Work instructions:
1. Restate the project description starting with "Inspiration" and going on through "the scikit-learn library.", swapping "Python" for "R".
2. Answer these questions from the project description:
(a) How many people in every 100 000 are affected by Chronic Myelogenous Leukemia?
(b) Which genotyper is used to infer the alleles for the KIR genes?
(c) Which library provided the gradient boosting used for the predictive model?

Inspiration
Chronic Myelogenous Leukemia affects 2 in every 100 000 people and, although there are some treatments, once they are removed, it is hard to predict whether a person will relapse or not. The idea behind this project is to detect which genes have an impact in relapse.
What it does
First, we use the T1K genotyper to infer the alleles for the KIR genes. Then we process that data to generate the clean tables required to train a predictive model, which performs a deep remission (RM profunda), and once we get the results, we analyze the alleles that might help achieve this remission faster.
How we built it
We used Python to generate the scripts necessary to process the data, and for the predictive model we used a gradient boosting from the scikit-learn library.
Challenges we ran into
We had some issues with the T1K model and had to process the data generated by it to achieve a greater accuracy, and performing the actual genotyping with T1K took a considerable amount of time, which we were quite short of. The same goes for the predictive model training.

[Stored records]
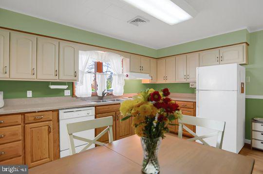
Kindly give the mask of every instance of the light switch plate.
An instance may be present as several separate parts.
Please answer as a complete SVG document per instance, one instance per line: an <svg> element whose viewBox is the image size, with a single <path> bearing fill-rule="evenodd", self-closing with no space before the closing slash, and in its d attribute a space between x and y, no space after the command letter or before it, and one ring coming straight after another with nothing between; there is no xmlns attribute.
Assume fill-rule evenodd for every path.
<svg viewBox="0 0 263 174"><path fill-rule="evenodd" d="M65 96L70 95L70 90L64 90L64 95Z"/></svg>
<svg viewBox="0 0 263 174"><path fill-rule="evenodd" d="M32 97L32 90L27 91L26 95L27 97Z"/></svg>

Task answers:
1.
Inspiration
Chronic Myelogenous Leukemia affects 2 in every 100 000 people and, although there are some treatments, once they are removed, it is hard to predict whether a person will relapse or not. The idea behind this project is to detect which genes have an impact in relapse.
What it does
First, we use the T1K genotyper to infer the alleles for the KIR genes. Then we process that data to generate the clean tables required to train a predictive model, which performs a deep remission (RM profunda), and once we get the results, we analyze the alleles that might help achieve this remission faster.
How we built it
We used R to generate the scripts necessary to process the data, and for the predictive model we used a gradient boosting from the scikit-learn library.

2.
(a) 2 in every 100 000 people.
(b) The T1K genotyper.
(c) The scikit-learn library.